### SOURCE DOCUMENT:
United Nations Security Council Resolution 2, adopted on January 30, 1946, encouraged Iran and the Soviet Union to resolve their conflict concerning Soviet troops occupying Iranian territory. The Security Council requested to be updated on negotiations between the two sides at any time.

The resolution was adopted unanimously.

Background 
The source of the conflict dates back to 1942 when Iran signed an agreement allowing the entry of British and Soviet troops into the country for the defense of the oil field in case of a potential German attack. Following the signing of the agreement American troops also entered the country. The 1942 treaty contained a specific provision that required all foreign troops to exit Iran within six months dated from the end of the war. However, the United Kingdom and the United States began pressuring Iran for oil concessions and similar action by the Soviets followed.

The election of Harry S. Truman introduced a more hostile American foreign policy toward the Soviet Union which remained in Iran. The country became a testing ground for the new 'toughness' policy employed by the United States to contain the spread of Soviet influence. In return, Moscow began supporting rebels fighting to overthrow the Iranian government to protect its sphere of influence in the region. The United States brought the matter to the United Nations in a form of a formal complaint which marked the beginning of the crisis.

### STATED GOAL 1:
Answer these from the passage on Security Council Resolution 2:
(a) On what date was the resolution adopted?
(b) In what year did Iran sign the agreement admitting British and Soviet troops?
(c) Within what period after the end of the war did the 1942 treaty require all foreign troops to leave Iran?

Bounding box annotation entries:

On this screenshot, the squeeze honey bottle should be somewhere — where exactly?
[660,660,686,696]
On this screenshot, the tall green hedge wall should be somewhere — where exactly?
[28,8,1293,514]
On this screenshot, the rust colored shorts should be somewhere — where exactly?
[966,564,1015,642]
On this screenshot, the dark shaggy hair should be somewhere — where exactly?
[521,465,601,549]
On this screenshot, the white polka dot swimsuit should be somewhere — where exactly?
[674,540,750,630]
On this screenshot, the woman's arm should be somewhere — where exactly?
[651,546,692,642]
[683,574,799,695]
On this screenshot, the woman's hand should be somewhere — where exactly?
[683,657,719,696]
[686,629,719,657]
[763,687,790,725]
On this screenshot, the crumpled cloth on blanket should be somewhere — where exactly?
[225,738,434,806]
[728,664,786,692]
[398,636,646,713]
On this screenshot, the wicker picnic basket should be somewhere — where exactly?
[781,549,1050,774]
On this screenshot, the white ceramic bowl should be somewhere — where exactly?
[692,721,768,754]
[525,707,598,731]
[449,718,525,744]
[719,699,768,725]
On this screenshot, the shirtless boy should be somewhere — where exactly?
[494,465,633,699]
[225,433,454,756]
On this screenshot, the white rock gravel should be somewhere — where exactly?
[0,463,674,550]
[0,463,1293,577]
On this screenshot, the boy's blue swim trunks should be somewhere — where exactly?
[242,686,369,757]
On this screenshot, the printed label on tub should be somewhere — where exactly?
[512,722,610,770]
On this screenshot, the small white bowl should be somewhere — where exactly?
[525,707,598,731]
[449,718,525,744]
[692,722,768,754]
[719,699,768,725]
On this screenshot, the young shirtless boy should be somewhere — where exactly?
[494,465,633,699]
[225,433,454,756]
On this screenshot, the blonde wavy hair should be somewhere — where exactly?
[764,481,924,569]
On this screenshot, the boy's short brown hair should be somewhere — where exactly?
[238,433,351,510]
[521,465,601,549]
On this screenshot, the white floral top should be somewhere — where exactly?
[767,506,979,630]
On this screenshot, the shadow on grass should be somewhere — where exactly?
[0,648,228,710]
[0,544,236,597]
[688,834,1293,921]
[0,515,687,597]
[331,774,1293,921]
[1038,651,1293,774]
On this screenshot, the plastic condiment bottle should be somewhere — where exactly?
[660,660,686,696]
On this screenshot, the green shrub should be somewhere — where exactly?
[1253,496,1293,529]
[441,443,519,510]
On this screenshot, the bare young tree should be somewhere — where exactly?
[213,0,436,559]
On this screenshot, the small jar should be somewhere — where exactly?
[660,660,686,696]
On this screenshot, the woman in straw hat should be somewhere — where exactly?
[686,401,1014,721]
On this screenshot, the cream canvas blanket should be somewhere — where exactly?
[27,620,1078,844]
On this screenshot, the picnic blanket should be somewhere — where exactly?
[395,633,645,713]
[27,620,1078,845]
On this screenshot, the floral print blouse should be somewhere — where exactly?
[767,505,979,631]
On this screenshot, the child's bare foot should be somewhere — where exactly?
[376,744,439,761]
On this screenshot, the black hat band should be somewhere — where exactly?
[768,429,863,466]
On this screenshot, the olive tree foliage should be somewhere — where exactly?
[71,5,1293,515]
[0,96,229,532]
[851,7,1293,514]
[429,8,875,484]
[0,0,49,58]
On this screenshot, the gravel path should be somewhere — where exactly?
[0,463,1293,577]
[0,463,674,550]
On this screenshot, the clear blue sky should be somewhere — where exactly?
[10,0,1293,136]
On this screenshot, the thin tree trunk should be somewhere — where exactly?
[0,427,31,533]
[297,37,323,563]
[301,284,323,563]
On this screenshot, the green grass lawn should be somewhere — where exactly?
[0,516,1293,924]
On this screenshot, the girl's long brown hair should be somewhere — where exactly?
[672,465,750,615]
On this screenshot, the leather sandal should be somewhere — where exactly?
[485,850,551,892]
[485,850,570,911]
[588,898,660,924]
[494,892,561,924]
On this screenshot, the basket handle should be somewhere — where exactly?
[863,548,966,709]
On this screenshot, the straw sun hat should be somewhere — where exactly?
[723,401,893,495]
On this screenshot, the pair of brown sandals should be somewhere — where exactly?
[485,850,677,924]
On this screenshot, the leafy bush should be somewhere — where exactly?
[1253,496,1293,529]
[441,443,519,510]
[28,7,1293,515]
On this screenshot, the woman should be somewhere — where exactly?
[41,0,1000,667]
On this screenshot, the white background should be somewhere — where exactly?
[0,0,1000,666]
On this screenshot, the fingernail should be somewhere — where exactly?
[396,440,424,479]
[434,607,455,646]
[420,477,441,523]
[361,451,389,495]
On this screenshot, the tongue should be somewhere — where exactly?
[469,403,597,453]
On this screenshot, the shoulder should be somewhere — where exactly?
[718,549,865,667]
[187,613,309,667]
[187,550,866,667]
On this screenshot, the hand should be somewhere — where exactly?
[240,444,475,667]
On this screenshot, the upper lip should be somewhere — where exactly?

### STATED GOAL 2:
Please rewrite part of the listing, changing "where exactly" to "precisely where" and leaving everything else as it is. Begin at the line that has "On this screenshot, the leather" and continue through the end of the listing.

### FINISHED ANSWER 1:
(a) January 30, 1946
(b) 1942
(c) Within six months

### FINISHED ANSWER 2:
On this screenshot, the leather sandal should be somewhere — precisely where?
[485,850,551,892]
[485,850,570,911]
[588,898,660,924]
[494,892,561,924]
On this screenshot, the basket handle should be somewhere — precisely where?
[863,548,966,709]
On this screenshot, the straw sun hat should be somewhere — precisely where?
[723,401,893,495]
On this screenshot, the pair of brown sandals should be somewhere — precisely where?
[485,850,677,924]
On this screenshot, the leafy bush should be somewhere — precisely where?
[1253,496,1293,529]
[441,443,519,510]
[28,7,1293,515]
On this screenshot, the woman should be somewhere — precisely where?
[41,0,1000,667]
On this screenshot, the white background should be somewhere — precisely where?
[0,0,1000,666]
On this screenshot, the fingernail should be somewhere — precisely where?
[396,440,424,479]
[434,607,455,646]
[420,477,441,523]
[361,451,389,495]
On this screenshot, the tongue should be somewhere — precisely where?
[469,403,597,453]
On this screenshot, the shoulder should be somewhere — precisely where?
[718,549,865,667]
[187,613,309,667]
[187,550,866,667]
On this screenshot, the hand should be somewhere — precisely where?
[240,444,475,667]
On this screenshot, the upper lip should be somewhere — precisely where?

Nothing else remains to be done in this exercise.